■ **OBJECTIVE**: Arrange every line of the material below as a numbered list, omitting any blank lines.

◆ ◆ ◆

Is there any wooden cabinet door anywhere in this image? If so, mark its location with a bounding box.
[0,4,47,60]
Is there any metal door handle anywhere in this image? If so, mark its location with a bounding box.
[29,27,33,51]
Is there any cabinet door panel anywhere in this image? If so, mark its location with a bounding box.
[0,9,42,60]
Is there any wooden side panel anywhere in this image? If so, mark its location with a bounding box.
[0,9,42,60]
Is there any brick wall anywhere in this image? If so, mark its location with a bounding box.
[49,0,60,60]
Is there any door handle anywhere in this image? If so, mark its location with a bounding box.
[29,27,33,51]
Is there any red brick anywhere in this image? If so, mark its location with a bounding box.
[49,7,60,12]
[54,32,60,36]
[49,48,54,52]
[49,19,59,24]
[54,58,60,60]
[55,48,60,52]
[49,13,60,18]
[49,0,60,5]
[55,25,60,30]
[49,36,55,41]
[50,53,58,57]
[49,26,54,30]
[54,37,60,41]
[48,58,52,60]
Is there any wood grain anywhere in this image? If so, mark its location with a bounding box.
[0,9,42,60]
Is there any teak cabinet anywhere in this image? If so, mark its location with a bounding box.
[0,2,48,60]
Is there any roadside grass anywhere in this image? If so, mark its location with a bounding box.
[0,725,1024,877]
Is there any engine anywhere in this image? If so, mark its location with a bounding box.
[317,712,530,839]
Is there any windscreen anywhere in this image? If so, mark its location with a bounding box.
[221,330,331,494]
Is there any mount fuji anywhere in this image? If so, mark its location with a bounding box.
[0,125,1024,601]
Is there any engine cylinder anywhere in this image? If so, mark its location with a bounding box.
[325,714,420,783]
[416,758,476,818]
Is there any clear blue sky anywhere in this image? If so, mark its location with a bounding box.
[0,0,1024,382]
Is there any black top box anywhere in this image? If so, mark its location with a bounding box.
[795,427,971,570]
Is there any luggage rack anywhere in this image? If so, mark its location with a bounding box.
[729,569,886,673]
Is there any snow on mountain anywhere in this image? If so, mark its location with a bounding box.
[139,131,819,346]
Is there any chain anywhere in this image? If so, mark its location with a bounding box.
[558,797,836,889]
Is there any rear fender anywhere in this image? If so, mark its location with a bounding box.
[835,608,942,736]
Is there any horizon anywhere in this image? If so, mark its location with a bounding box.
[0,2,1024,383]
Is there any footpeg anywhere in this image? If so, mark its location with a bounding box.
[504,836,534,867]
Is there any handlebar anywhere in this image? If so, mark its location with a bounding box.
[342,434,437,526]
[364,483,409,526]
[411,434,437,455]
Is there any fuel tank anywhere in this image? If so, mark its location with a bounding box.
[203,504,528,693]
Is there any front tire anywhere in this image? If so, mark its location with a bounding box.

◆ ◆ ◆

■ **PROBLEM SOLUTION**:
1. Is there any wooden cabinet door anywhere in this image? If so, mark its location with a bounding box.
2. [0,4,47,60]
3. Is there any metal door handle anywhere in this image? If so, mark its location with a bounding box.
4. [29,27,33,51]
5. Is there any cabinet door panel anywhere in this image? If so, mark its location with a bounding box.
6. [0,9,42,60]
7. Is there any wooden side panel anywhere in this image? If so, mark its location with a bounding box.
8. [0,9,42,60]
9. Is there any brick wall anywhere in this image? If so, mark its location with a bounding box.
10. [49,0,60,60]
11. Is there any door handle anywhere in this image? If so, mark its location with a bounding box.
12. [29,27,33,51]
13. Is there any red brick anywhere in this image? If so, mark its location with a bounding box.
14. [49,7,60,12]
15. [54,32,60,36]
16. [49,48,54,52]
17. [49,19,59,24]
18. [54,58,60,60]
19. [55,48,60,52]
20. [49,13,60,18]
21. [49,0,60,5]
22. [55,25,60,30]
23. [49,36,55,41]
24. [50,53,58,57]
25. [49,26,54,30]
26. [54,37,60,41]
27. [48,58,52,60]
28. Is there any wood grain anywhere in this image? If so, mark its location with a bounding box.
29. [0,9,42,60]
30. Is there any teak cabinet anywhere in this image? If so, mark its location with a bounding box.
31. [0,2,48,60]
32. Is there any roadside grass anywhere in this image? If so, mark its location with a bounding box.
33. [0,725,1024,877]
34. Is there any engine anywhere in this image? If so, mark its location with a bounding box.
35. [317,712,530,839]
36. Is there any windscreen anywhere in this image? If so, mark its location with a bounding box.
37. [221,330,331,494]
38. Is there any mount fuji anywhere in this image? If so, mark its location with a bounding box.
39. [0,125,1024,601]
40. Is there any engine cylinder anywhere in this image? If so, mark its location with a bounding box.
41. [325,714,420,783]
42. [416,758,476,818]
43. Is there any clear blue sky anywhere in this image? If so, mark its location with a bounding box.
44. [0,0,1024,382]
45. Is there any black top box anywhere in this image? If so, mark its location with a bounding box.
46. [795,427,971,570]
47. Is there any luggage rack anywhere in this image? If so, mark its location with a bounding box.
48. [729,569,886,673]
49. Is there any snow on mountain anywhere in this image? If so, mark its location with a bounding box.
50. [139,131,819,346]
51. Is there any chain anywhere in this image? If so, mark its location with a bounding box.
52. [558,797,836,889]
53. Is there any rear fender anywhere in this image? If so, mark its location with a bounding box.
54. [835,608,942,736]
55. Is there any horizon anywhere in this image? If so, mark its location with a bounding box.
56. [0,2,1024,383]
57. Is there any footpeg anywhere in this image? If so, mark its location with a bounding box.
58. [504,836,534,867]
59. Is there any handlebar anywhere in this image? If so, mark its location with a bounding box.
60. [342,434,437,526]
61. [364,483,409,526]
62. [411,434,437,455]
63. Is there any fuel tank anywhere in this image? If so, mark its location with a bounding box.
64. [203,504,528,693]
65. Is there any front tire anywhere in this image? If so, mark its location with a bounding box.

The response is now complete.